◆ CHALLENGE ◆
Reproduce the following material line for line without any changes.

══ RECORDS TO PROCESS ══

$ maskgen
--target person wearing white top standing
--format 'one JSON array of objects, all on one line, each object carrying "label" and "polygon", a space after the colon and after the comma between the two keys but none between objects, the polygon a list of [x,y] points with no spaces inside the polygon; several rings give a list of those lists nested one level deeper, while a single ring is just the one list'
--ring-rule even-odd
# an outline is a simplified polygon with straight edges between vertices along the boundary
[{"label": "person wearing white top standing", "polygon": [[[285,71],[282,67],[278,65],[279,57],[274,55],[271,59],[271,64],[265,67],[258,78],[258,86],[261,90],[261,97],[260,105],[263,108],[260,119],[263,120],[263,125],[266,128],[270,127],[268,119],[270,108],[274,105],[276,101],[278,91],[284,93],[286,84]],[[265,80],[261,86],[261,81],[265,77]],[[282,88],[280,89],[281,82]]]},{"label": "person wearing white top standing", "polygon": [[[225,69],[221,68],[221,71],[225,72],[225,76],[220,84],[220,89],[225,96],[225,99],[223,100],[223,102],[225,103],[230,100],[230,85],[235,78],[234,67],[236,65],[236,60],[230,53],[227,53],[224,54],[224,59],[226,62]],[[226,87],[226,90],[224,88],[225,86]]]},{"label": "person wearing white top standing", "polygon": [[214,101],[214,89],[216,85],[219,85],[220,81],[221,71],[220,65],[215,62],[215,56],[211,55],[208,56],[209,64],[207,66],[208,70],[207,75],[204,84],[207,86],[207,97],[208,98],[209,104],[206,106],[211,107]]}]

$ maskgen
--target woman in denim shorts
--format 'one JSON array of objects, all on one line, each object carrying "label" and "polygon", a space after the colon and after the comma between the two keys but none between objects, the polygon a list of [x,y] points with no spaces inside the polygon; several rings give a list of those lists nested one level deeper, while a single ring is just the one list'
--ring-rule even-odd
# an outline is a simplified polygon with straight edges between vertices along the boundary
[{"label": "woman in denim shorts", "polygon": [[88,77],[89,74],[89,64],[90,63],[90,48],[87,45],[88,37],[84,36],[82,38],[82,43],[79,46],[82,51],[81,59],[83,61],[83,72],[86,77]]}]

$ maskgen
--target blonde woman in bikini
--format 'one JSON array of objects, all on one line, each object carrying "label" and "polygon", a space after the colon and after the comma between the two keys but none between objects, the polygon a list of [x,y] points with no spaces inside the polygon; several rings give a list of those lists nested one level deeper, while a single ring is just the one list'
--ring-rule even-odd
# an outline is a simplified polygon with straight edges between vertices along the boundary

═══

◆ COMPLETE RESPONSE ◆
$ maskgen
--target person wearing white top standing
--format 'one JSON array of objects, all on one line, each object carrying "label" and "polygon", a space after the colon and after the comma between the two keys but none between objects, the polygon a list of [x,y] points with no spaces inside the polygon; several rings give a list of those lists nested one level deeper, while a single ring is just the one list'
--ring-rule even-odd
# an outline is a simplified polygon with straight edges between vertices along the boundary
[{"label": "person wearing white top standing", "polygon": [[[285,71],[282,67],[278,65],[279,57],[274,55],[271,59],[271,64],[265,67],[258,78],[258,86],[261,90],[261,97],[260,105],[263,108],[260,119],[263,120],[263,125],[266,128],[270,127],[268,119],[270,108],[274,105],[276,101],[278,91],[284,93],[286,84]],[[265,80],[261,86],[261,81],[265,77]],[[282,88],[280,89],[281,82]]]},{"label": "person wearing white top standing", "polygon": [[[225,69],[221,68],[221,71],[225,72],[225,76],[220,84],[220,89],[225,96],[225,99],[223,100],[223,102],[225,103],[230,100],[230,85],[235,78],[234,67],[236,65],[236,60],[230,53],[227,53],[224,54],[224,59],[226,62]],[[226,87],[226,90],[224,88],[225,86]]]},{"label": "person wearing white top standing", "polygon": [[214,101],[214,89],[216,85],[219,85],[220,81],[221,71],[220,65],[215,62],[215,56],[211,55],[208,56],[209,64],[207,66],[208,70],[207,75],[204,84],[207,86],[207,97],[208,98],[209,104],[206,106],[211,107]]}]

$ maskgen
--target woman in denim shorts
--format 'one JSON array of objects, all on one line, each object carrying "label" and "polygon", a space after the colon and after the comma between the two keys but none between objects, the polygon a list of [x,y] points with no spaces inside the polygon; several rings give a list of those lists nested one level deeper, while a single ring is just the one list'
--ring-rule even-odd
# an outline is a simplified polygon with straight edges between vertices along the boundary
[{"label": "woman in denim shorts", "polygon": [[88,77],[89,74],[89,64],[90,63],[90,48],[87,45],[88,37],[84,36],[82,38],[82,43],[79,46],[82,51],[81,59],[83,61],[83,72],[86,77]]}]

$ maskgen
--target blonde woman in bikini
--format 'one JSON array of objects, all on one line, each object carrying "label" and "polygon", a space after the colon and after the comma between the two keys but none between objects, the polygon a list of [x,y] points with no spaces inside the polygon; several rings give a list of those lists nested one level deeper, while a single ring is just the one list'
--ring-rule even-odd
# an outline is a simplified polygon with straight edges between vertices along the boundary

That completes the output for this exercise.